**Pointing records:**

>> Begin

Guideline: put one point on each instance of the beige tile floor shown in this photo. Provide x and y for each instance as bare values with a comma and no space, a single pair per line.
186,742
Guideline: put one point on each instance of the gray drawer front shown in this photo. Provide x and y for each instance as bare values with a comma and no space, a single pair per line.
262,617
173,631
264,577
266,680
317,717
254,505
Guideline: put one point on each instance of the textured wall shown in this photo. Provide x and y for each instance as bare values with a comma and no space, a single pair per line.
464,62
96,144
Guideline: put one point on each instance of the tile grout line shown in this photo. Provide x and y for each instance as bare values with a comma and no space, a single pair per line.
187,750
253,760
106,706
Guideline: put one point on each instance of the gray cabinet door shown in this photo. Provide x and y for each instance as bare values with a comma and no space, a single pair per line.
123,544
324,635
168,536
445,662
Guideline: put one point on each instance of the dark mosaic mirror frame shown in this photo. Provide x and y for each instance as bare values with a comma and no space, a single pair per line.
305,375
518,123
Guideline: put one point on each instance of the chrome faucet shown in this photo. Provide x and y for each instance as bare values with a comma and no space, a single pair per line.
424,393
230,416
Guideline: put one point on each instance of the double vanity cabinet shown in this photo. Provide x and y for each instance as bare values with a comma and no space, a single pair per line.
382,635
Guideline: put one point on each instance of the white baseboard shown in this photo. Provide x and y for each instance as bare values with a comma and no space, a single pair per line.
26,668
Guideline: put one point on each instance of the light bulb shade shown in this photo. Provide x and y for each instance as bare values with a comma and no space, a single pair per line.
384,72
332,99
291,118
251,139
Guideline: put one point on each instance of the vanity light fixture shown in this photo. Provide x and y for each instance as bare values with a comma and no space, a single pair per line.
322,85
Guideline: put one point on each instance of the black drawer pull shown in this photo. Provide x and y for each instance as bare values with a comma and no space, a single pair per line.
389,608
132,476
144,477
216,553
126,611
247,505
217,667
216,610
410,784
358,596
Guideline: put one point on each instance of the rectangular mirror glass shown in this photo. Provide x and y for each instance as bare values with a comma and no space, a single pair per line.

>> End

Starting at the line that contains "Guideline: put one point on each instance of the gray cabinet", print every line through the end of the listing, word for word. Leave out all the rest.

Guideline: put one point on each instance of the gray cabinet door shown in this photo. Provide x and y for each instance as bare values with a comma and no space, a single pair per line.
123,544
324,635
168,536
445,662
Guideline: put one point on each instance of the dark mosaic mirror frame shown in this photo. Provide x and y for each instance as bare values with a comma and no space, a single pair per line.
305,375
518,123
Guideline: put one point on each instance of the chrome faucet shown in this photo. Provide x and y for each instance as bare values with a comma and no space, a single pair per line.
424,393
230,416
Guideline: put one point on each instance of the double vanity cabinet shown in this photo. Provide x and y for each instance as bare values with a comma and no space, a single pair per line.
382,635
Guideline: put one point on each instance of the white baseboard shown in this photo. Provide x and y for each instance as bare values with a comma and no space, a single pair per line.
26,668
Guideline: put one point on each instance of the light bulb shade shown in this photo. Provide x and y for each instance as bare values with a comma and no space, a single pair per line.
384,72
332,99
291,118
251,139
Guideline: put one point on each instance of the vanity light fixture shown in this photo. Provide x and y for each instance as bare values with a comma and no space, a single pair per line.
322,85
Guideline: put one point on each instance of the black drawer pull shown in this photo. Provide x and y for each instance as bare values with a comma and no space, a single pair per line.
389,608
132,476
144,477
216,553
126,611
247,505
217,667
216,610
410,784
358,596
Guideline: put one point on each instance of the rectangular mirror glass shown in this photo. Provide x and y for each instance as bare values with a comma and no space, a single pair per line.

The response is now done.